◆ EXCERPT TO READ ◆
Rev. Ted Huffman

Remembring

Thirty-two years ago we were in Berkeley, California. It was our first extended study leave since we had been ordained. We had served five years in our first parish and although there was no sabbatical policy and the parish had never had a minister take a sabbatical, we worked out an agreement that allowed us to combine our vacation with two extra weeks of study leave so that we could participate in a short-term pastors in residence program at Pacific School of Religion. The school arranged for a small apartment and provided access to the library and classes. We defined a writing project and set off in our Ford Escort for the west coast.

Although our son had grown up with lots of car trips, it was the longest trip we’d ever taken with our then two-year-old. Our car had a cassette tape player in the dashboard and we had a cassette of the soundtrack to “A Chorus Line,” the 1975 Broadway Musical. A year or so earlier we had seen a production of the musical by the touring company in St. Louis, where my sister lived at the time. Our son loved the overture and the beginning of the musical, so that tape got played over and over as we ticked off the miles from North Dakota to northern California. And, of course, we didn’t take the shortest route. Susan had a sister living in Spokane and I had a brother in the Seattle Area, so we went out to the coast and took the drive down 101 to California, tent camping along the way.

Source data

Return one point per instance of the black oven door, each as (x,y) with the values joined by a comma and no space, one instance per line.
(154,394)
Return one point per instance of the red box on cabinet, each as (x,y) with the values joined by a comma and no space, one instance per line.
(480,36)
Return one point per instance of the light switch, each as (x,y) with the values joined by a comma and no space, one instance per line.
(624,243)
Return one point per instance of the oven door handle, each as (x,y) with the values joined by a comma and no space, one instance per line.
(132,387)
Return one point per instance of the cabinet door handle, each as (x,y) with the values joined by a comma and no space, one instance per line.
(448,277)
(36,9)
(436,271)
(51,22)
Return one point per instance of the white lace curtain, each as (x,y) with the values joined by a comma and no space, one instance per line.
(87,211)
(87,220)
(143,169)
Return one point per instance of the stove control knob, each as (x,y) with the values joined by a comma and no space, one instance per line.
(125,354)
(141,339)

◆ TASK DIRECTIONS ◆
Translate this sentence from the essay on the Berkeley study leave into Spanish: "The school arranged for a small apartment and provided access to the library and classes."

◆ RESPONSE TO THE EXERCISE ◆
La escuela se encargó de conseguir un pequeño apartamento y proporcionó acceso a la biblioteca y a las clases.